====== TEXTO FORNECIDO ======

Apresentadas as contrarrazões (fls. 421/439, e-STJ), sobreveio o juízo de admissibilidade negativo da instância de origem (fls. 448/457, e-STJ).

Parecer ministerial pelo improvimento do recurso especial (fls. 521/527, e-STJ).

É, no essencial, o relatório.

SUPERIOR TRIBUNAL DE JUSTIÇA RECURSO ESPECIAL Nº 1.428.801 - RJ (2013/0375584-9)

EMENTA

CONSUMIDOR. AÇÃO COLETIVA. PUBLICIDADE DE PRODUTOS EM CANAL DA TV FECHADA. OMISSÃO DE INFORMAÇÃO ESSENCIAL. PREÇO E FORMA DE PAGAMENTO OBTIDOS SOMENTE POR MEIO DE LIGAÇÃO TARIFADA. PUBLICIDADE ENGANOSA POR OMISSÃO. NÃO OBSERVÂNCIA DO DEVER POSITIVO DE INFORMAR. MULTA DIÁRIA FIXADA NA ORIGEM. AUSÊNCIA DE EXORBITÂNCIA. REDUÇÃO. IMPOSSIBILIDADE. DIVERGÊNCIA JURISPRUDENCIAL INCOGNOSCÍVEL.

====== MATERIAL EXTRAÍDO ======

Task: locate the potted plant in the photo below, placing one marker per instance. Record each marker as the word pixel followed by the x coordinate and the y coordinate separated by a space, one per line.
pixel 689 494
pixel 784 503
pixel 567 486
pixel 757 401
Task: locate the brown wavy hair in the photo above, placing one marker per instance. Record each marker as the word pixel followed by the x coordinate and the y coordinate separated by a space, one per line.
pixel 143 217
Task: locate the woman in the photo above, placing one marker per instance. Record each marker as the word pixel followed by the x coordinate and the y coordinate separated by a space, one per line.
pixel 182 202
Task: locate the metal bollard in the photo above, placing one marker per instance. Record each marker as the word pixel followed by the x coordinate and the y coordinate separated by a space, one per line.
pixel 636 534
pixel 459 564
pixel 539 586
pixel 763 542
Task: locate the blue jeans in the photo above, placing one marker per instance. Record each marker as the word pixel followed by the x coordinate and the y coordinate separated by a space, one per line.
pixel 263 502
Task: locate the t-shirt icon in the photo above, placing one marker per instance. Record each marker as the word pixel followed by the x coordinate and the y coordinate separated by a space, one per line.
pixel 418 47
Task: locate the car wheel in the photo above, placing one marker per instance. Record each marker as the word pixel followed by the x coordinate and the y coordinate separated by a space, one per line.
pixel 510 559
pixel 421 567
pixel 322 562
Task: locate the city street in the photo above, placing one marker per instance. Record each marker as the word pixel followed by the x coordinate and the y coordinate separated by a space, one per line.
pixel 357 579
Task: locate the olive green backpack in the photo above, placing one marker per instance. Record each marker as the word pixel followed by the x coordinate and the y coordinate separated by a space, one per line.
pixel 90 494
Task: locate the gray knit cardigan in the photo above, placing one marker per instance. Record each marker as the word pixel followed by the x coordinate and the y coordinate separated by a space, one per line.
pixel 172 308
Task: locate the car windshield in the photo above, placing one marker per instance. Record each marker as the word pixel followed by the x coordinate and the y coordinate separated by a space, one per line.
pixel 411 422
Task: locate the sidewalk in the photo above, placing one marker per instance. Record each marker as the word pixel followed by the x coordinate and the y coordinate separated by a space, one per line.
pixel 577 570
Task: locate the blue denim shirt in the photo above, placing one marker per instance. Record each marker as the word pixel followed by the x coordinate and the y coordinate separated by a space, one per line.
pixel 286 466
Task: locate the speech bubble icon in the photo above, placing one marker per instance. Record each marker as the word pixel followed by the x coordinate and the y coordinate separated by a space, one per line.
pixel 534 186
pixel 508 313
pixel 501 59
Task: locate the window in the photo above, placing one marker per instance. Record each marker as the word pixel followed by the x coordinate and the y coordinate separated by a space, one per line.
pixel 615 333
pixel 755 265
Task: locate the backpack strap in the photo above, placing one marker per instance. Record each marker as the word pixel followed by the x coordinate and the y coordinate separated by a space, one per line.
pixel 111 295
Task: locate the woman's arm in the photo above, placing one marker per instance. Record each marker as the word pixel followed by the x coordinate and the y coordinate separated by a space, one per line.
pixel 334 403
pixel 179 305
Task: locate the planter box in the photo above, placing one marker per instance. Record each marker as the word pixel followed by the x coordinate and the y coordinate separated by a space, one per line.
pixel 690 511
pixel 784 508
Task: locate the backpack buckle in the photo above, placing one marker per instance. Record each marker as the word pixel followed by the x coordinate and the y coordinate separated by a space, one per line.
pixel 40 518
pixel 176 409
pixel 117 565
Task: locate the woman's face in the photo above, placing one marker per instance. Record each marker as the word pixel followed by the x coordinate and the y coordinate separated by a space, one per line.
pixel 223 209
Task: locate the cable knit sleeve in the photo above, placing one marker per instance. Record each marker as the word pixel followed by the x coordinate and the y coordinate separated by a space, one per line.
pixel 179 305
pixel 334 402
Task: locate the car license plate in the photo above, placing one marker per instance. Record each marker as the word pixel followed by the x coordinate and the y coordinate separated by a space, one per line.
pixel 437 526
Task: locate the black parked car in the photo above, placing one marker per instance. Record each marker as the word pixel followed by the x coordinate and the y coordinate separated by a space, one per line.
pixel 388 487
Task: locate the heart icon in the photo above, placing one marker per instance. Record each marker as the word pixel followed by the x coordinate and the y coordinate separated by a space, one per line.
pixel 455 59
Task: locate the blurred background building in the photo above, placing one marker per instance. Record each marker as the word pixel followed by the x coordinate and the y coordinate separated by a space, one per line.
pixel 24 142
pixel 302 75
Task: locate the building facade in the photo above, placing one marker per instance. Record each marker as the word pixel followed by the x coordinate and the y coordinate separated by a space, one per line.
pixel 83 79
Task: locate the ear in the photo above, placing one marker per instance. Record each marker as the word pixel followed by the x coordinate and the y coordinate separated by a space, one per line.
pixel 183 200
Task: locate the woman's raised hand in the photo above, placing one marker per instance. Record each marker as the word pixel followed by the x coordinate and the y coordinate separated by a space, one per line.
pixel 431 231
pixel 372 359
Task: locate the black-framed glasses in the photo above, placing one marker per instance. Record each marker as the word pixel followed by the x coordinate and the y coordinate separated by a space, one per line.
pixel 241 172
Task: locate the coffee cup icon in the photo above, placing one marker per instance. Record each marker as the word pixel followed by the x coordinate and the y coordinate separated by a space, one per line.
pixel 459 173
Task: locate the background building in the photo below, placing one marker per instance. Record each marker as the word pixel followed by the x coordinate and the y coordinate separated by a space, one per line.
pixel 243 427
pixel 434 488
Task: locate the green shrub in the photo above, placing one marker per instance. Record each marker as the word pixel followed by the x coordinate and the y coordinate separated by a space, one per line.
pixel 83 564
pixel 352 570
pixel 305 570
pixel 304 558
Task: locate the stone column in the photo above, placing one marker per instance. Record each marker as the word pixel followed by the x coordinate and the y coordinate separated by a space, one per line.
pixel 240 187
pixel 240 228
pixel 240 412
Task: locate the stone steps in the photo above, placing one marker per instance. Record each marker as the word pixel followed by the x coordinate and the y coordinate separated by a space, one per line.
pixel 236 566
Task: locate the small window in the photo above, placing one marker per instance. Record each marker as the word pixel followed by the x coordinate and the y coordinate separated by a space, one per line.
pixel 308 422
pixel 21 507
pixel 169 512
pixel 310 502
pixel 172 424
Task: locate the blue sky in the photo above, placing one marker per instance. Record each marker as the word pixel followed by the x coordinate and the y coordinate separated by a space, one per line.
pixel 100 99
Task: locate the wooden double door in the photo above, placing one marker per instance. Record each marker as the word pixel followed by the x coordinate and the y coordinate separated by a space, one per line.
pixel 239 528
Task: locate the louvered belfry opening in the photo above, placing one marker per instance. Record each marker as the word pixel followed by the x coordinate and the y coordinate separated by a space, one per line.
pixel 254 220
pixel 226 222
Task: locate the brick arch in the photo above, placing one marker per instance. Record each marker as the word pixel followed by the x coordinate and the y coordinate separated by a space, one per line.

======

TAREFAS PROPOSTAS |
A - Segundo o texto fornecido, em que sentido foi o parecer ministerial sobre o recurso especial?
B - Reproduza o trecho do texto fornecido que começa em "CONSUMIDOR. AÇÃO COLETIVA." e termina em "DIVERGÊNCIA JURISPRUDENCIAL INCOGNOSCÍVEL.".
O material não tem relação com o texto fornecido.

RESPOSTAS COMPLETAS |
A - Pelo improvimento do recurso especial.

B -
CONSUMIDOR. AÇÃO COLETIVA. PUBLICIDADE DE PRODUTOS EM CANAL DA TV FECHADA. OMISSÃO DE INFORMAÇÃO ESSENCIAL. PREÇO E FORMA DE PAGAMENTO OBTIDOS SOMENTE POR MEIO DE LIGAÇÃO TARIFADA. PUBLICIDADE ENGANOSA POR OMISSÃO. NÃO OBSERVÂNCIA DO DEVER POSITIVO DE INFORMAR. MULTA DIÁRIA FIXADA NA ORIGEM. AUSÊNCIA DE EXORBITÂNCIA. REDUÇÃO. IMPOSSIBILIDADE. DIVERGÊNCIA JURISPRUDENCIAL INCOGNOSCÍVEL.